• Requirements: Extract every row below and reproduce each one character for character, without changing anything.

• Dataset excerpt:
[start]
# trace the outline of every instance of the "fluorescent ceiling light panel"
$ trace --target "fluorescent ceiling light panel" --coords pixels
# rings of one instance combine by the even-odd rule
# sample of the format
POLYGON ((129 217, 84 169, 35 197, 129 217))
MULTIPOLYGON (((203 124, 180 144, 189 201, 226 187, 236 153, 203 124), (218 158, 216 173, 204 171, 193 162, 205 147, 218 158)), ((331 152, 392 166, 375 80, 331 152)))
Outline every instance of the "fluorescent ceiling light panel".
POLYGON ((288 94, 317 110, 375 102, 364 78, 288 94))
[end]
• Reply to the exercise:
# trace the outline of every instance of the "fluorescent ceiling light panel"
$ trace --target "fluorescent ceiling light panel" --coords pixels
# rings of one instance combine by the even-odd rule
# sample of the format
POLYGON ((129 217, 84 169, 35 197, 129 217))
MULTIPOLYGON (((203 124, 180 144, 189 201, 226 187, 236 153, 203 124), (218 158, 216 173, 204 171, 193 162, 205 147, 218 158)), ((331 152, 392 166, 375 80, 331 152)))
Outline every instance of the "fluorescent ceiling light panel".
POLYGON ((288 94, 317 110, 375 102, 364 78, 288 94))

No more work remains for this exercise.